==== Exercise passage

Gate 1: Body Coherence
Section titled “Gate 1: Body Coherence”Question: Does the report contain a meaningful description?
Eliminates reports with:
- Empty or near-empty bodies (fewer than 20 characters).
- Bodies that are just a title repeated.
- Random strings, keyboard smashes, or test submissions (“asdf”, “test”, “xxx”).
- Bodies in languages the agent cannot process (if applicable).
Gate 2: Test Detection
Section titled “Gate 2: Test Detection”Question: Is there a reproduction path or observable symptom?
Eliminates reports that describe only a vague feeling (“something feels slow”, “it looks wrong”) without:
- Steps to reproduce.
- A specific page or action where the bug occurs.
- An error message, screenshot, or console output.
- A before/after description of expected vs. actual behavior.
This gate does not require a formal test case — a clear description of “I clicked X and saw Y instead of Z” is sufficient.
Gate 3: Project Match
Section titled “Gate 3: Project Match”Question: Does the bug belong to this project’s domain?
Eliminates reports that:
- Reference pages, features, or URLs that do not exist in the current project.
- Describe issues in third-party services (e.g., “Stripe is down”).
- Are clearly intended for a different project in the same workspace.
The gate uses the project’s route structure, component names, and domain terminology to assess relevance.
Gate 4: Duplicate Collapse
Section titled “Gate 4: Duplicate Collapse”Question: Is this a duplicate of an already-triaged or already-fixed bug?
Eliminates reports that:
- Describe the same symptom as an open commitment (already being worked on).

========
==== Provided data

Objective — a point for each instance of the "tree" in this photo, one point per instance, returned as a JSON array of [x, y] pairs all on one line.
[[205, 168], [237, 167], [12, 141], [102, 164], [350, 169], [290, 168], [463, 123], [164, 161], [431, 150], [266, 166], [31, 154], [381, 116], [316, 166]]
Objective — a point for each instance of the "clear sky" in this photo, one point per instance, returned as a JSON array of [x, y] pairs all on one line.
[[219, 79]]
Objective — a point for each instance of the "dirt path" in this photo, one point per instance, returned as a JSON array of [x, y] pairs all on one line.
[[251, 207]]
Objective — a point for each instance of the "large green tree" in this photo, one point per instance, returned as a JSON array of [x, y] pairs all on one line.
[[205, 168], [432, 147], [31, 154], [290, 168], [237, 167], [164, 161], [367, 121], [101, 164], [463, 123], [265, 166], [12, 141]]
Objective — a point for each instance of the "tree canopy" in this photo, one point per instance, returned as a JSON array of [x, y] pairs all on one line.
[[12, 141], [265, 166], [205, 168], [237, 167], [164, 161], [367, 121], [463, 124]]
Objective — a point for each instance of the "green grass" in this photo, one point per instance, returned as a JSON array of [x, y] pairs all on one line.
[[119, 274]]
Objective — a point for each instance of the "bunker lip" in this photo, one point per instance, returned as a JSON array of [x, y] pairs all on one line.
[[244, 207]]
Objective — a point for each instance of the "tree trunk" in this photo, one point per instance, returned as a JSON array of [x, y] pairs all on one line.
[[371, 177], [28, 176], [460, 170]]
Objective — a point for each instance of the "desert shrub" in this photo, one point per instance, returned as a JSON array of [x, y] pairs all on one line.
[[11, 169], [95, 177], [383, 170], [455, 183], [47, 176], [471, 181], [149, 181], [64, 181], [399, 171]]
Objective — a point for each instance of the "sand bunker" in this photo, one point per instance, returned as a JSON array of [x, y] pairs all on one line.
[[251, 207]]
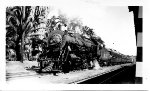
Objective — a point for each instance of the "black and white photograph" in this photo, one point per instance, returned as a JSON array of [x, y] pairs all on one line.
[[73, 43]]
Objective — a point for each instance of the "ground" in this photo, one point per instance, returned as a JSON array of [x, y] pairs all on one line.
[[16, 73]]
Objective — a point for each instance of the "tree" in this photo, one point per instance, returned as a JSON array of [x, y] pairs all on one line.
[[21, 20]]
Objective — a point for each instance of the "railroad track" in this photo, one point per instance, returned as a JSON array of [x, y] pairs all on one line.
[[73, 77]]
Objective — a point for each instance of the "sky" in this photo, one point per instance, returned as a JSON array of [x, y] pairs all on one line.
[[114, 24]]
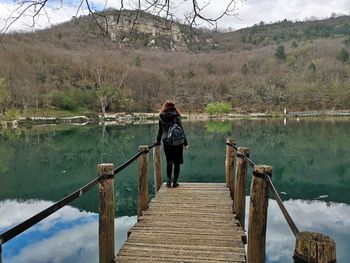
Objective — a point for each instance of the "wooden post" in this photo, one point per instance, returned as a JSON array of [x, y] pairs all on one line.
[[157, 165], [241, 178], [259, 199], [314, 247], [230, 160], [106, 213], [142, 198]]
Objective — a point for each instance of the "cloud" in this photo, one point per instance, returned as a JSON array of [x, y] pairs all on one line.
[[69, 235], [250, 12], [317, 216], [72, 235]]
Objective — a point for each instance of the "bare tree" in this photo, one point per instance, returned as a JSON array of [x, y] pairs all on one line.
[[108, 88], [195, 12]]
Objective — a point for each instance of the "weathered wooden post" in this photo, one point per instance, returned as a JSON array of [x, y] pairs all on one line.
[[142, 198], [259, 199], [230, 162], [241, 178], [106, 213], [157, 165], [314, 247]]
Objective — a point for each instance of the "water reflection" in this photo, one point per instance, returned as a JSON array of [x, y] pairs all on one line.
[[317, 216], [69, 235]]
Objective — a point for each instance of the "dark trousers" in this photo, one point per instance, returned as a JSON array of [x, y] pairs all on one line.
[[169, 169]]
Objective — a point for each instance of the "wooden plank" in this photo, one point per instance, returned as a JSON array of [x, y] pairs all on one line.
[[191, 223]]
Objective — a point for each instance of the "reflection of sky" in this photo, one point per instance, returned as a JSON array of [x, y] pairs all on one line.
[[332, 219], [68, 235]]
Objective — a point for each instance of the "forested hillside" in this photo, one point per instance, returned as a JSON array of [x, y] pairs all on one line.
[[300, 66]]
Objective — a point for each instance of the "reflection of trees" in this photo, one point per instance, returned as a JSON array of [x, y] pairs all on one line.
[[309, 158], [218, 126], [6, 155]]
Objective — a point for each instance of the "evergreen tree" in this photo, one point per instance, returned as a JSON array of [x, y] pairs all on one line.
[[280, 54], [343, 55]]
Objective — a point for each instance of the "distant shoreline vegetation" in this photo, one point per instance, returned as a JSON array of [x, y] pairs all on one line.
[[300, 66], [122, 117]]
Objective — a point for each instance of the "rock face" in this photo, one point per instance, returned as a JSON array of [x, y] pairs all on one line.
[[151, 32]]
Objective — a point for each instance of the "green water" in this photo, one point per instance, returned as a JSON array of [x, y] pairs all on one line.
[[310, 160]]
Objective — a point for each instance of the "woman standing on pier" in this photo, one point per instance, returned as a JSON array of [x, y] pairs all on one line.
[[170, 134]]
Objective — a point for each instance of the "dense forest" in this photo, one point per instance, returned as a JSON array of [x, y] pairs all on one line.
[[267, 67]]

========

» **The task**
Rewrite the part of the bug-triage gates text that opens with the words "- Bodies that" and closes with "vs. actual behavior.", putting "stack trace" wherever "error message" appears.

» **Exercise answer**
- Bodies that are just a title repeated.
- Random strings, keyboard smashes, or test submissions (“asdf”, “test”, “xxx”).
- Bodies in languages the agent cannot process (if applicable).
Gate 2: Test Detection
Section titled “Gate 2: Test Detection”Question: Is there a reproduction path or observable symptom?
Eliminates reports that describe only a vague feeling (“something feels slow”, “it looks wrong”) without:
- Steps to reproduce.
- A specific page or action where the bug occurs.
- An stack trace, screenshot, or console output.
- A before/after description of expected vs. actual behavior.